=== DOCUMENT SEGMENT ===

For more than 20 years the Foundation Center has been rending the veil of secrecy with its increasingly detailed and sophisticated “Foundation Directories.” The latest biennial effort, based largely on foundation tax returns (which are public record) and information from the few foundations that seek accountability, offers important new insights.

The 11th edition suggests that foundations may not have fallen out of favor with the rich, as was suggested in “America’s Wealthy and the Future of Foundations,” a fascinating recent book by Yale University’s Theresa Odendahl, also published by the Foundation Center, about the attitudes of rich and their financial advisers.

The directory’s researchers found that in this decade creation of foundations with $1 million or more in assets is occurring at the rate of 74 per year, up 12% from the 1970s. And data show that since the last directory was issued two years ago the assets of independent foundations rose by nearly $23 billion or 43%, a figure that reflects the stock market before this year’s rise and fallback. As the Forbes 400 grow ever richer, the future for mega-foundations blossoms.

=== INFORMATION PROVIDED ===

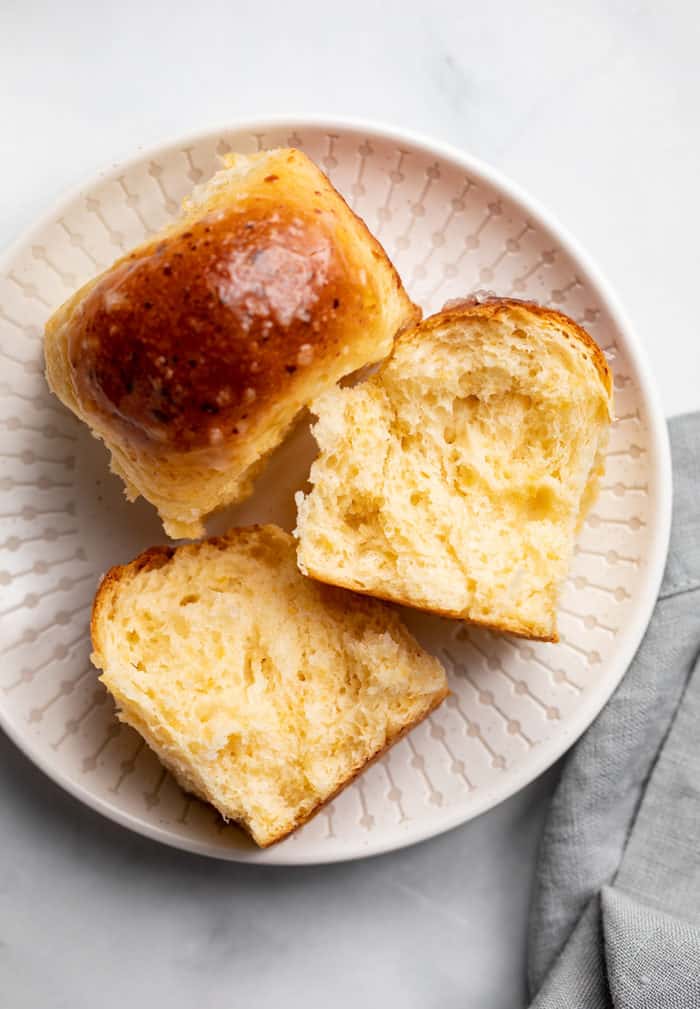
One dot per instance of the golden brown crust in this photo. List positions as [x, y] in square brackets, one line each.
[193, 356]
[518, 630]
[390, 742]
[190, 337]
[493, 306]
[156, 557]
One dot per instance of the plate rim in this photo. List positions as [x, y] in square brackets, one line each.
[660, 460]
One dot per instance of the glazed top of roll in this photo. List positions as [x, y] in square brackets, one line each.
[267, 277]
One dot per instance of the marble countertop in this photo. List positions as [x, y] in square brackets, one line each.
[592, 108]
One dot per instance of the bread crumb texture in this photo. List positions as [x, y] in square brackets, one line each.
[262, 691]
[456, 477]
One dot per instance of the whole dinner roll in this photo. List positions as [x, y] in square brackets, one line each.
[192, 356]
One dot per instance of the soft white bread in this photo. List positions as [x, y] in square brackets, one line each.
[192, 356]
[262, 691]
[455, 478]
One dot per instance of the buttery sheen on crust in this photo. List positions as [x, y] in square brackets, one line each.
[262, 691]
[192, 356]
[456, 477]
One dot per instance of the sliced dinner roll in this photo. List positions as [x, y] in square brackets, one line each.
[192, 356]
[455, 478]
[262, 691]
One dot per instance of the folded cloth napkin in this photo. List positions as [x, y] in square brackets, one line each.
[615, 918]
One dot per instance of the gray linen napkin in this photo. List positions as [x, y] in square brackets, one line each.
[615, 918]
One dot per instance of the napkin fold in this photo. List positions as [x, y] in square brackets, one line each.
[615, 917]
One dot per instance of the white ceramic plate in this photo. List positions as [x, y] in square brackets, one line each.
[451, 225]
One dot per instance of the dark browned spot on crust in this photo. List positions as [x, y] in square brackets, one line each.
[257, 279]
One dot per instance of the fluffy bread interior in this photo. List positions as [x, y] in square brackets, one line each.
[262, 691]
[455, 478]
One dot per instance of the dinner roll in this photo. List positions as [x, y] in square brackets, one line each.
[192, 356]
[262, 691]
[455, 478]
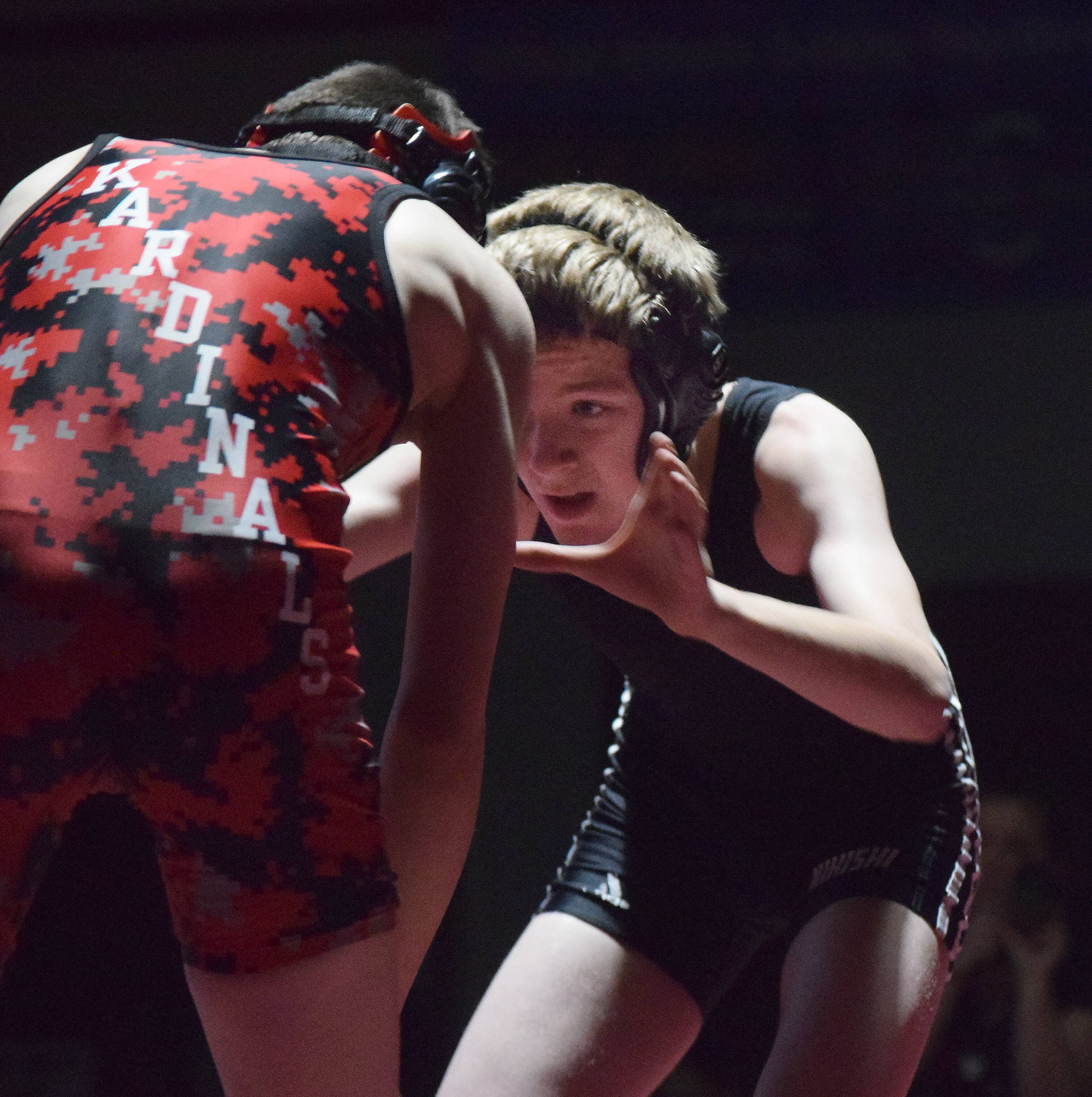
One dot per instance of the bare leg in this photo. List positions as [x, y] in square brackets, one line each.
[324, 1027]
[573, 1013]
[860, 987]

===
=== INFORMATION PROVIDED ===

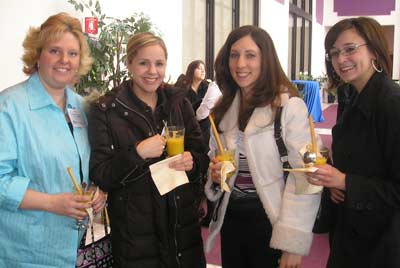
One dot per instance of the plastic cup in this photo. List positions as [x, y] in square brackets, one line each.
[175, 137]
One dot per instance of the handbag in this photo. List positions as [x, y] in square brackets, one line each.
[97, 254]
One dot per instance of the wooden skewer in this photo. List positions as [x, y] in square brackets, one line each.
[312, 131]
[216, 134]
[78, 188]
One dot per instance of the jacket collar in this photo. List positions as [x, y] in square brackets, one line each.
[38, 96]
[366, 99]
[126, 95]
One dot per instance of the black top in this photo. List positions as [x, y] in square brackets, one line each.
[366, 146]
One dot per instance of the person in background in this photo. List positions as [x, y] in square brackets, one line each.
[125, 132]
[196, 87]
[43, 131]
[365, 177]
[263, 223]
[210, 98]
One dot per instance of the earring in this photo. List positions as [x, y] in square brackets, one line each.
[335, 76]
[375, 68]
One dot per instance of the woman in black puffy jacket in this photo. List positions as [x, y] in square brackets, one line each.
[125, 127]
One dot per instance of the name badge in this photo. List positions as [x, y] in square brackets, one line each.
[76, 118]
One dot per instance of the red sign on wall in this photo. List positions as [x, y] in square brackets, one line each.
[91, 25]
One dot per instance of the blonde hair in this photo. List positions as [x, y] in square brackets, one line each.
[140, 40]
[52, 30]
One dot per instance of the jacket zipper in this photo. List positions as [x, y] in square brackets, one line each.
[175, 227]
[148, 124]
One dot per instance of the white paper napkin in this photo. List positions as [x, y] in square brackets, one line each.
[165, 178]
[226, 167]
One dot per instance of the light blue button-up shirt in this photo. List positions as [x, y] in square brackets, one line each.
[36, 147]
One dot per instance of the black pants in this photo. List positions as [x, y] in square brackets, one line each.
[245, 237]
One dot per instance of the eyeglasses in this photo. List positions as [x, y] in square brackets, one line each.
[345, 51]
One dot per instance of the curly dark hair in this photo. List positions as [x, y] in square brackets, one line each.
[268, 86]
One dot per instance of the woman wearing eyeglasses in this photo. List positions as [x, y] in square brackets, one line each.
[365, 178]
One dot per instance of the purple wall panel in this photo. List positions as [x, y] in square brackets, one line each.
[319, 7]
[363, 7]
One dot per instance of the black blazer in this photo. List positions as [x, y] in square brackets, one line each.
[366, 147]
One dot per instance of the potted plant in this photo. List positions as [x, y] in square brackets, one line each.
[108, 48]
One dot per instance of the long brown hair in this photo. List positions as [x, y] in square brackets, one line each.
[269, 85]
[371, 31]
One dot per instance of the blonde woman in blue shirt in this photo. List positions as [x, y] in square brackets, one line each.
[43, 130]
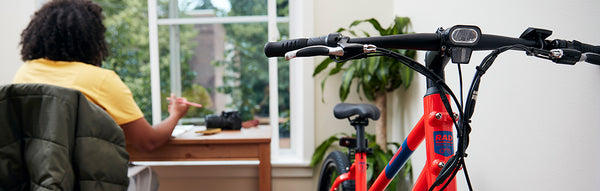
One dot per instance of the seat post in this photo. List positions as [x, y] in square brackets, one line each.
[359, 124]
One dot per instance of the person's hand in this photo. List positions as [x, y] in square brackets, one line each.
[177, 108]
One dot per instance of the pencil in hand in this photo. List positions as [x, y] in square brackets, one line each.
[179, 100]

===

GOAL 1: In the passage about the Foundation Directory, rewrite the section starting with "The 11th edition" and going on through "for mega-foundations blossoms.", replacing "blossoms" with "brightens".
GOAL 2: In the passage about the Foundation Directory, how many foundations with $1 million or more in assets are being created each year in this decade?
GOAL 3: Continue the passage about the Foundation Directory from where it stops.

EXERCISE ANSWER 1:
The 11th edition suggests that foundations may not have fallen out of favor with the rich, as was suggested in “America’s Wealthy and the Future of Foundations,” a fascinating recent book by Yale University’s Theresa Odendahl, also published by the Foundation Center, about the attitudes of rich and their financial advisers.

The directory’s researchers found that in this decade creation of foundations with $1 million or more in assets is occurring at the rate of 74 per year, up 12% from the 1970s. And data show that since the last directory was issued two years ago the assets of independent foundations rose by nearly $23 billion or 43%, a figure that reflects the stock market before this year’s rise and fallback. As the Forbes 400 grow ever richer, the future for mega-foundations brightens.

EXERCISE ANSWER 2: 74 per year.

EXERCISE ANSWER 3:
Marvin Olasky’s book is not about foundations in general but only about corporate giving. He claims to have uncovered an “ideological pattern” in Big Business contributions to charities, a bias favoring “government-oriented pressure groups” and others he dislikes. He believes some gifts reflect the biases of corporate giving officers, but he offers no proof of this and only speculates that other gifts are intended to placate corporate critics. Olasky offers little data to support any of his claims, and the numbers he does provide show that the dollars involved are hardly significant.

Nor does he give much thought to the notion that companies which depend in large part on business from minorities and women may find it in their self-interest to make grants to causes favored by large numbers of minorities and women.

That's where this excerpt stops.